Text segment:
* * * * * * *

Smokey Robinson is amazing. I don't think we need me to tell you that. Over a career that's spanned seven decades, he's put out hit after hit after hit, either as part of The Miracles, solo, or just through being a songwriter. Not many artists can make that claim--nor can they say "oh, hey guys. I'm in the Rock and Roll Hall of Fame solo and in a group, and I've got a couple stars on the Walk of Fame." 


The road itself wasn't exactly easy. Robinson has experienced heartbreak, loss, and move over his long career. However, instead of wallowing in his tears, he's used those tears to craft legendary songs, some of which have given birth to entire radio formats and genres. For instance, without Smokey's "Quiet Storm," and the genre that came from it, it's possible that some of you wouldn't be born.

I'll be honest, though. When I was younger, I wasn't the biggest Smokey fan. I liked his music and "Tears of a Clown" was one of my favorite old-school songs. But when it came to Motown, I was a Temptations/Jacksons/etc. sort of guy. I knew he was a prominent songwriter and a prominent force in the early years of Motown, but I wasn't a big fan of his songs. That happened years later through J Dilla.

"One Eleven" is one of my favorite Dilla tracks from Donuts. While I'd heard its main sample before, I'd forgotten it in the years between. So, using the internet, I searched for the sample (this was, of course, before WhoSampled was a thing) to hear its full form. "A Legend In Its Own Time" blew me away, mainly because, in 2006, I could, I guess, finally feel all the hurt and emotion Smokey had in his music. Plus, his vocalization on that track was both romantic and haunting. I finally understood it--like I, in that same year, finally began to fully understand love, lust, and, well, the agony and the ecstasy of love, lust, and all of those things.

* * * * * * *

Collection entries

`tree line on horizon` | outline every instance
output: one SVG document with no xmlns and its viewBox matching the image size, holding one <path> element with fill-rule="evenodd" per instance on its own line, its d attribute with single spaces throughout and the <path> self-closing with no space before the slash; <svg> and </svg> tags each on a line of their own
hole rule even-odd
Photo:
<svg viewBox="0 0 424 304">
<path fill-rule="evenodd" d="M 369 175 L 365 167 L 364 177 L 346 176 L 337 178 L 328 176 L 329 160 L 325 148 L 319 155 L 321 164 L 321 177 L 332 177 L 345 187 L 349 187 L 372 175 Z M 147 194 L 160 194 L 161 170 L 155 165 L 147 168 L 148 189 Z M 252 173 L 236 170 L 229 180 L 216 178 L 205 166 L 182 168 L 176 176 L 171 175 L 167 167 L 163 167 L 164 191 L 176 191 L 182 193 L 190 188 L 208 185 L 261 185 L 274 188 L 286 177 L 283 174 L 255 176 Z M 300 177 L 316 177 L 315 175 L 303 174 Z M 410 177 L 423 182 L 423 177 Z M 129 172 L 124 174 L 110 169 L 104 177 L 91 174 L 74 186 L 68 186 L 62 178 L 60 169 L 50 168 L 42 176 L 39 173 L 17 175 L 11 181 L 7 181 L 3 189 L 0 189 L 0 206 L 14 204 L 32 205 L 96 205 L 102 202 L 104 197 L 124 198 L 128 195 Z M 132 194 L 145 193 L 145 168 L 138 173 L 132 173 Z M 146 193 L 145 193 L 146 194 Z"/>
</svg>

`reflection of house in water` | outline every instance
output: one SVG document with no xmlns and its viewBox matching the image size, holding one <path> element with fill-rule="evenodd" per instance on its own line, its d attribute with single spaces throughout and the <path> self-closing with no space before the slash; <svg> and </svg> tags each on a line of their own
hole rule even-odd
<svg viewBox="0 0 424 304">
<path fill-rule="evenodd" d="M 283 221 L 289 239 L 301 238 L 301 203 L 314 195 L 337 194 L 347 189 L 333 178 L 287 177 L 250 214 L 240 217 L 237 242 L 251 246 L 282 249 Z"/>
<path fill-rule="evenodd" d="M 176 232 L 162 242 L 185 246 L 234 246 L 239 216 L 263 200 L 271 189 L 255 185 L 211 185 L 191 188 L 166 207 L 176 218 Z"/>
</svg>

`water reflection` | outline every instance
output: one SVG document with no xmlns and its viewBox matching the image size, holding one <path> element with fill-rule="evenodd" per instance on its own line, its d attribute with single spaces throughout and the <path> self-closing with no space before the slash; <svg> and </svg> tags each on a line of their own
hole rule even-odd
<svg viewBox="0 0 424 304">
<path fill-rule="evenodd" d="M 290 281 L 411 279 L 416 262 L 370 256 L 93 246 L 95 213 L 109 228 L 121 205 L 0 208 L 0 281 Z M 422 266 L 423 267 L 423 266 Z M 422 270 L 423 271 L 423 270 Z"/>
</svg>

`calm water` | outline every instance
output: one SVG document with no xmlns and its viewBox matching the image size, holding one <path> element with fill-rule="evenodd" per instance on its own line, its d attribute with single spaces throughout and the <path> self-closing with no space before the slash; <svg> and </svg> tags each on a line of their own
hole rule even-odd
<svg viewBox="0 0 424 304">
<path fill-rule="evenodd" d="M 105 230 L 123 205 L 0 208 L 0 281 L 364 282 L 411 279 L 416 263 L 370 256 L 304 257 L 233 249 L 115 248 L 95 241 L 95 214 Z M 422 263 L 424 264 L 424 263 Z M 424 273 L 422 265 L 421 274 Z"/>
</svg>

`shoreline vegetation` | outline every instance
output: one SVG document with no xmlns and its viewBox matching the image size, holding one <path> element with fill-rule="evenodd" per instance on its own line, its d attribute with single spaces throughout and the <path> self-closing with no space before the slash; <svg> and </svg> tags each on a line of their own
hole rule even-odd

* * * * * * *

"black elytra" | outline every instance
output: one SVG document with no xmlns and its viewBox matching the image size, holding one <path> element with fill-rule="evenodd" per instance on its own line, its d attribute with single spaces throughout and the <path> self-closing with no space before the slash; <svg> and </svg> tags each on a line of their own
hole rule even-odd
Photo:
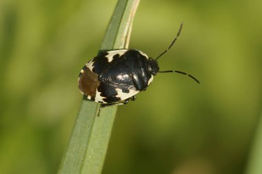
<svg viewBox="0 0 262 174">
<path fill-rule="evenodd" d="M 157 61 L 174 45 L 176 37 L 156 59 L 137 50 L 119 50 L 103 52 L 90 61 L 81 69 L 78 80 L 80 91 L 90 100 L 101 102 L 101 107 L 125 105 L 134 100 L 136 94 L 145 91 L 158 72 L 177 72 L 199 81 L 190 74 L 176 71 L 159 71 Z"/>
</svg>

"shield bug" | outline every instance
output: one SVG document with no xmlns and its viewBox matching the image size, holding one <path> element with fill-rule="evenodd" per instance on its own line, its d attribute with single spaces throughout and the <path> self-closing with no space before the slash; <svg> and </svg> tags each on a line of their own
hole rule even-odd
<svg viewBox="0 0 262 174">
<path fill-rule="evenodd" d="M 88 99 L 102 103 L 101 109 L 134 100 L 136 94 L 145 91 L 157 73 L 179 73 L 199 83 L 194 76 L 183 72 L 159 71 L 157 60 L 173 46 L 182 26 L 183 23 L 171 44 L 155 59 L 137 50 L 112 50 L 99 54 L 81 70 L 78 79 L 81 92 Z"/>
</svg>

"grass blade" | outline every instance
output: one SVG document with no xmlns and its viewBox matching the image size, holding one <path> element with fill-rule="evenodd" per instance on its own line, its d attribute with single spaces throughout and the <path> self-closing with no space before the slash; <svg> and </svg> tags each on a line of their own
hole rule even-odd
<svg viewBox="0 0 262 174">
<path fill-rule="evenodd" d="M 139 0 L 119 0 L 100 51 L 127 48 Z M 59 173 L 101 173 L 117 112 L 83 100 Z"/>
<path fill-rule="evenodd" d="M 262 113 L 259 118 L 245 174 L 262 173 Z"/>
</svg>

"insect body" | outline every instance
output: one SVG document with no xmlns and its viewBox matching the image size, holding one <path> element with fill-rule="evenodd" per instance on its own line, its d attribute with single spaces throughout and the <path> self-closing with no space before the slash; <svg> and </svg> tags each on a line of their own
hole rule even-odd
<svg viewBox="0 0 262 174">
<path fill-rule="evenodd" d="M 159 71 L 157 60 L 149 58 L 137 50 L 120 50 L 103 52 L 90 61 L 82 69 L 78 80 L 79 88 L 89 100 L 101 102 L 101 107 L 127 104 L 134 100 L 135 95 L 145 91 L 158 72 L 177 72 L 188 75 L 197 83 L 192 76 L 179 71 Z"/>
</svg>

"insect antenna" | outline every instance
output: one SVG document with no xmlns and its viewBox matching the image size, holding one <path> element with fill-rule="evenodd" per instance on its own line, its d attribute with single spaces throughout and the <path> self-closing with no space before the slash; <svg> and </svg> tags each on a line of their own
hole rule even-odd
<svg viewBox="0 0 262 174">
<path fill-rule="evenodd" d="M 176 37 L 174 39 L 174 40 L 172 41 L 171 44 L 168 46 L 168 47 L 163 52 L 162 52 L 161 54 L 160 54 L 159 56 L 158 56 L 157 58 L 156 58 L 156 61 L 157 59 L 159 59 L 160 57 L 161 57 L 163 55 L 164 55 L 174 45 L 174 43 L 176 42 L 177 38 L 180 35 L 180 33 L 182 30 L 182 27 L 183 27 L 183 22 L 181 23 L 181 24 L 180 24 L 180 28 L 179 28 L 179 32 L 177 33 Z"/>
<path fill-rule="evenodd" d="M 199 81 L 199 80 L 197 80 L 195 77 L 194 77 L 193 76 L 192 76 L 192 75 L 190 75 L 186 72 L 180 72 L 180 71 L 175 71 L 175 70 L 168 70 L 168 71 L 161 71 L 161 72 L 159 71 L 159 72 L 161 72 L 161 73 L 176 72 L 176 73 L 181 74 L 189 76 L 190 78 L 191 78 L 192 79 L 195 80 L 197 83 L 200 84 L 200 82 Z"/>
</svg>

* * * * * * *

What to work on:
1) Answer these questions about the Smokey Robinson piece:
(a) Which Smokey Robinson song was one of the writer's favorite old-school songs?
(b) Which J Dilla track from Donuts does the writer name as a favorite?
(c) What song did the writer find when searching for that track's main sample?
2) Reproduce word for word the part of the Smokey Robinson piece that opens with the words "The road itself" and closes with "wouldn't be born.".
The collection entries have no connection to the text.

Responses for each task:
1)
(a) "Tears of a Clown"
(b) "One Eleven"
(c) "A Legend In Its Own Time"

2)
The road itself wasn't exactly easy. Robinson has experienced heartbreak, loss, and move over his long career. However, instead of wallowing in his tears, he's used those tears to craft legendary songs, some of which have given birth to entire radio formats and genres. For instance, without Smokey's "Quiet Storm," and the genre that came from it, it's possible that some of you wouldn't be born.